**ТЕКСТ УПРАЖНЕНИЯ:**
┌────────
Симптомы вначале были приступообразными и весьма причудливыми. Она могла идти или говорить в обычном темпе и совершенно нормально, как вдруг останавливалась без всякого предупреждения на середине шага, жеста или слова, а через несколько секунд продолжала прерванное действие, даже не догадываясь, что произошла заминка. Врачи решили, что это определенная форма эпилепсии, так называемые «абсансы», илиpetit mal. В последующие месяцы такие остановки стали более длительными и продолжались иногда по несколько часов. Часто ее обнаруживали в полной неподвижности. Она сидела у себя в комнате с совершенно пустыми глазами на неподвижном лице. Но стоило прикоснуться к ней, как такое состояние тотчас проходило и у миссис И. восстанавливалась способность к нормальным движениям и речи [Некоторые из этих странных остановок активности рецидивировали после приема леводопы. Один из таких эпизодов навсегда остался у меня в памяти. Однажды здание затопил поток воды, источник которого оказался на пятом этаже, где находились мои больные с постэнцефалитическим синдромом, а именно в ванной. Когда мы вошли туда, то увидели Эстер — совершенно недвижимую, стоящую по грудь в воде. Когда я дотронулся до ее плеча, она встрепенулась и воскликнула: // — Боже мой! Что здесь происходит? // — Это вы мне скажите, что происходит, — ответил я. // — Я только хотела умыться и принять ванну. В ванне было всего два дюйма воды. Потом вы трогаете меня за плечо, а здесь уже настоящий потоп. // Мы продолжили разговор, в ходе которого выяснилось, что больная застыла или оцепенела в какой-то момент своего бытия. Время остановилось (для нее), когда в ванне было воды на два дюйма. Она не заметила, как прошел час или два, и вот уже случился настоящий потоп. // Такое же оцепенение мы видим в документальном фильме «Пробуждения»: там оно происходит, когда наша больная начала причесываться. Она внезапно перестает причесываться, она вообще перестает двигаться, и через пару минут зрители начинают нервно оглядываться, думая, что это заело кинопроектор. На самом деле заело «проектор» Эстер, заставивший ее застыть на две долгие минуты.]. На этот раз врачи поставили Эстер диагноз «истерия».
└────────
**ЦЕЛЬ УПРАЖНЕНИЯ:**
Сколько воды, по словам Эстер, было в ванне, когда она собиралась умыться, согласно тексту о болезни миссис И.?

**ДОСТУПНЫЕ ДАННЫЕ:**
┌────────
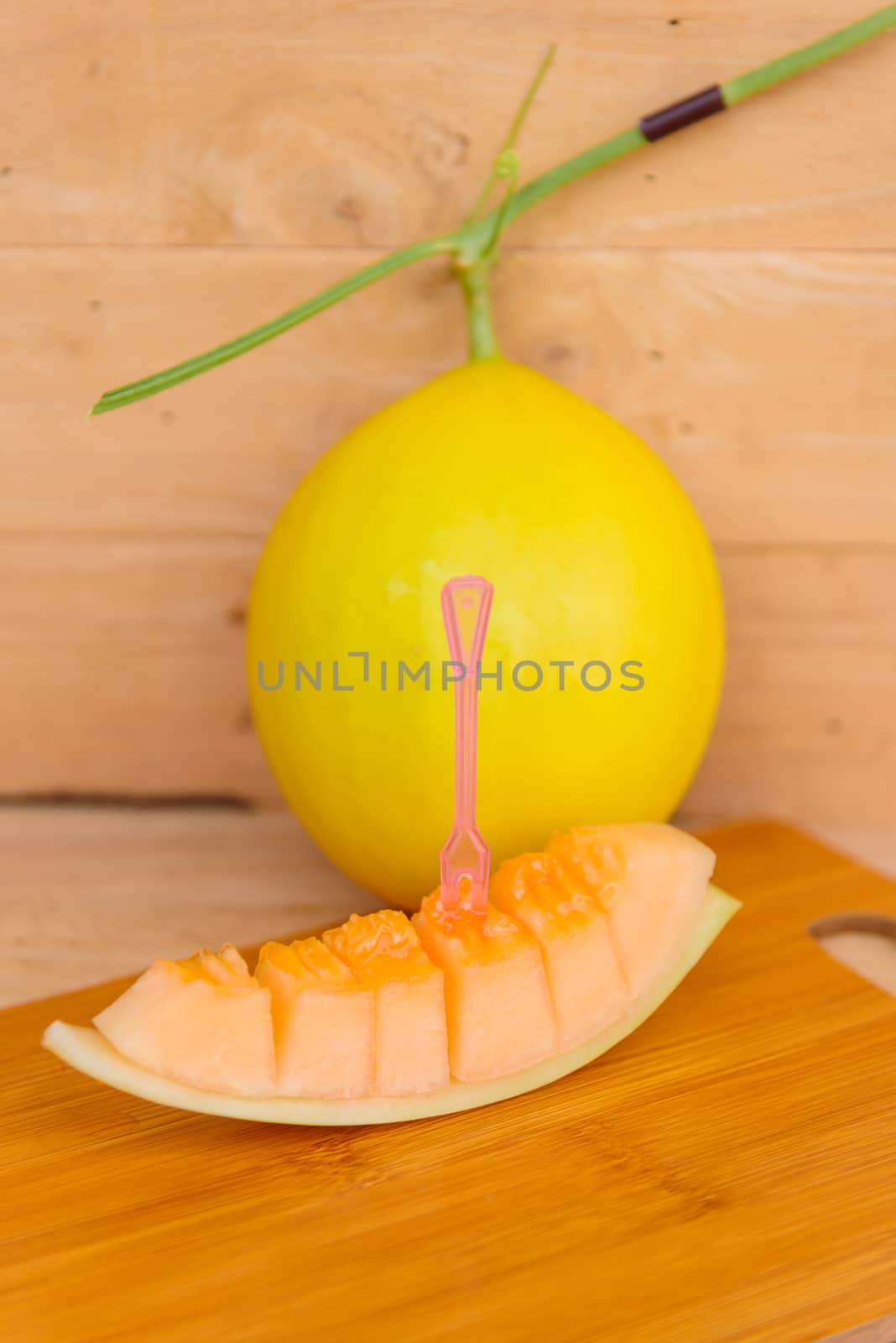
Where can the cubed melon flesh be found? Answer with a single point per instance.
(204, 1021)
(652, 881)
(566, 919)
(324, 1021)
(499, 1009)
(411, 1037)
(575, 946)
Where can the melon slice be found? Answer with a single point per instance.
(83, 1048)
(383, 1018)
(651, 879)
(204, 1022)
(499, 1007)
(588, 985)
(411, 1038)
(324, 1021)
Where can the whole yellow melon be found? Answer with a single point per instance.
(607, 624)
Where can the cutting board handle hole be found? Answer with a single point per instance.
(864, 943)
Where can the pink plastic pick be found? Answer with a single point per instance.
(466, 857)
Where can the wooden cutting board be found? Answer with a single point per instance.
(728, 1173)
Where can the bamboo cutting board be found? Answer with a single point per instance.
(728, 1173)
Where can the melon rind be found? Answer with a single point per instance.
(83, 1048)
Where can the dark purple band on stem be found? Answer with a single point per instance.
(685, 113)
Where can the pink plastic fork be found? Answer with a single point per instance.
(466, 857)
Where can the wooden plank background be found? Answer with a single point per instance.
(175, 172)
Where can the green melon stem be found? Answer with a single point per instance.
(474, 242)
(481, 329)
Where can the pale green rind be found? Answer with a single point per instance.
(85, 1049)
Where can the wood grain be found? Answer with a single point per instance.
(190, 121)
(132, 539)
(93, 892)
(174, 174)
(735, 1155)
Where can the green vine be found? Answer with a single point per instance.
(472, 246)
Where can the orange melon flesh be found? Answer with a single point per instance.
(651, 879)
(204, 1022)
(83, 1048)
(324, 1021)
(411, 1037)
(586, 982)
(499, 1009)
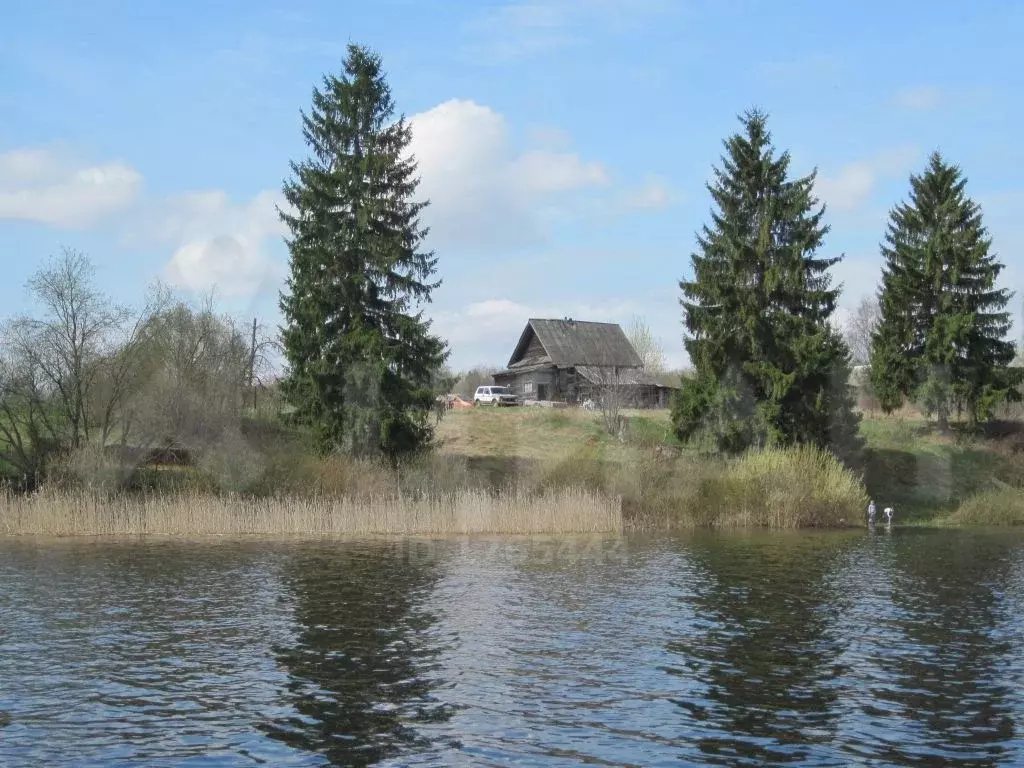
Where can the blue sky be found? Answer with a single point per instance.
(564, 143)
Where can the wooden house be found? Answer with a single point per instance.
(567, 360)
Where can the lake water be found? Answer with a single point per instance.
(904, 648)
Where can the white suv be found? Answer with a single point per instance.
(495, 396)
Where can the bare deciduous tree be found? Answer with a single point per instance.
(860, 328)
(646, 346)
(68, 341)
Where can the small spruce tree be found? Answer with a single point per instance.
(942, 337)
(361, 357)
(769, 367)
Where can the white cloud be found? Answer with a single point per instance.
(653, 195)
(485, 332)
(853, 184)
(220, 245)
(483, 192)
(52, 188)
(921, 98)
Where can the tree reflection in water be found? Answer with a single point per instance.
(361, 660)
(762, 648)
(953, 679)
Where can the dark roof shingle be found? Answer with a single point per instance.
(570, 342)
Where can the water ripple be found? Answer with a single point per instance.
(738, 649)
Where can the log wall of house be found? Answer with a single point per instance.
(534, 349)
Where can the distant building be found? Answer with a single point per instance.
(571, 360)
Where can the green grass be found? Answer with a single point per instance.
(1003, 506)
(925, 475)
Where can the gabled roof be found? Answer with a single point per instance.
(569, 342)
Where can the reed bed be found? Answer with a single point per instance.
└────────
**ОТВЕТ НИЖЕ:**
В ванне было всего два дюйма воды.